------ Reading text

Iowa Alumni Magazine | November 2017 | News

Lifelong Loyalty

By Josh O'Leary
Two longtime Hawkeye fans reach remarkable milestones at Kinnick Stadium.
PHOTO: TIM SCHOON / UI OFFICE OF STRATEGIC COMMUNICATION Marilyn Neely, 50BA, second from left, celebrated 70-plus seasons of Hawkeye football fandom in September at Kinnick Stadium with son, Bob Neely, 82BSEE; granddaughter Eva Jones; and daughter, Susan Neely, 78BA.

Iowa’s football record books are filled with notable streaks: the 20-straight victories in the 1920s, the eight consecutive bowl berths under Hayden Fry, and the 58-straight home sellouts that ended in 1990.

Even those historic runs, though, can’t measure up to the attendance milestones reached by a pair of UI alumni this season. Bob Morrow, 72BSPH, of Avon, Illinois, was presented with UI Athletics’ Fight for Iowa award during the Penn State game in September after attending Hawkeye home games for 50 seasons without missing a single date. That same night, Marilyn Neely, 50BA, of Iowa City, attended what is believed to be her 70th straight home Big Ten opener—an occasion the university helped her celebrate with a tour of the Hansen Football Performance Center and a pregame visit to the sidelines.

------------
------ Supplied material

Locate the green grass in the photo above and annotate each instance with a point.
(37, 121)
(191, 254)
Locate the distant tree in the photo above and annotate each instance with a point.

------------

### Goal of the exercise
Answer these about the article on the two longtime Hawkeye fans:
(a) How many straight home sellouts ended in 1990?
(b) Which award was presented to Bob Morrow during the Penn State game?
(c) Where is Marilyn Neely standing in the photo?
The listing is not needed here.

### Answer for this exercise
(a) 58
(b) UI Athletics' Fight for Iowa award
(c) Second from left